Extract

- - - - - - -

For many children with Autism Spectrum Disorder (ASD), succeeding academically at school is an achievement they work long and hard for. Sometimes, however, this intent focus on academic competence can lead parents and educators to overlook critical social skill development. This is most apparent on the playground and other places at school where large amounts of unstructured time leave children with ASD to sink or swim in a complex social environment.
Over the last twenty years, much research has indicated that social impairment is a common feature of ASD, and a common misperception is that these children lack interest in relating to others. Kids with ASD do not choose to alienate themselves – they are simply missing skills that are essential for developing meaningful peer relationships. You may have noticed some of these common social deficits:
- Opening and closing a conversation
- Initiating peer interaction and joining play
- Decoding facial expressions and body language
- Observing and mimicking appropriate social behavior in specific situations
- Predicting and understanding the emotions and reactions of others
- Eye contact
- Body distance
- Giving and receiving compliments
- Sharing interests
- Interpreting and using facial expressions
- Ways of approaching and leaving friends
- Picking appropriate conversation topics
- Table manners
- Community rules
- Dating and sexual etiquette
- Respecting authority
- Dealing with new social situations
- Developing acceptable self-calming techniques
If you stop and think about it, these are not easy concepts, and in fact, most children succeed socially at recess or in the locker room because they’ve acquired these skills automatically through repeated exposure to real-life scenarios. Children with ASD, however, don’t have that ability. In fact, it is notoriously difficult for these children to acquire social skills that come to many of us naturally. In order to master social skills, children with ASD must be taught them explicitly, and have the opportunity to practice them again and again and again. This last point is a key one, because many children with ASD don’t master social skills simply because the adults in their lives arbitrarily decide that a certain number of trials should be sufficient and give up on the effort too soon.
Therapists who use social skills training begin by breaking down complex social behaviors into smaller portions. Next, they arrange these smaller parts in order of difficulty, and gradually introduce them to the kids.
Such specific techniques as instruction, modeling, role-playing, shaping, feedback, and reinforcement of positive interactions may be used in Social Skills Training. For example, instruction may be used to convey the differences among assertive, passive, and aggressive styles of communication. The technique of monitoring may be used to ask kids to increase their eye contact during a conversation. In role-playing exercises, group members have the opportunity to offer feedback to one another about their performances in simulated situations.
Another common focus of Social Skills Training programs involves improving a patient’s ability to perceive and act on social cues. Many kids have problems communicating with others because they fail to notice or do not understand other people’s cues, whether verbal or nonverbal. For example, some children become unpopular with their peers because they force their way into small play groups, when a child who has learned to read social signals would know that the children in the small group do not want someone else to join them, at least not at that moment. Learning to understand another person’s spoken or unspoken messages is as important as learning conversational skills. A social skills program may include skills related to the perceptual processing of the conversation of other individuals.

- - - - - - -

Dataset excerpts
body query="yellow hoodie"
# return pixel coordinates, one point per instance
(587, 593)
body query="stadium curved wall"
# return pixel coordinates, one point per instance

- - - - - - -

Set of tasks
1 – Reproduce the article on autism and social skills between "Such specific techniques" and "in simulated situations.", inclusive.
2 – In the article on autism and social skills, what do therapists first do when they use social skills training?
The listing plays no role in this work.

Results
1 –
Such specific techniques as instruction, modeling, role-playing, shaping, feedback, and reinforcement of positive interactions may be used in Social Skills Training. For example, instruction may be used to convey the differences among assertive, passive, and aggressive styles of communication. The technique of monitoring may be used to ask kids to increase their eye contact during a conversation. In role-playing exercises, group members have the opportunity to offer feedback to one another about their performances in simulated situations.

2 – They break complex social behaviors down into smaller portions.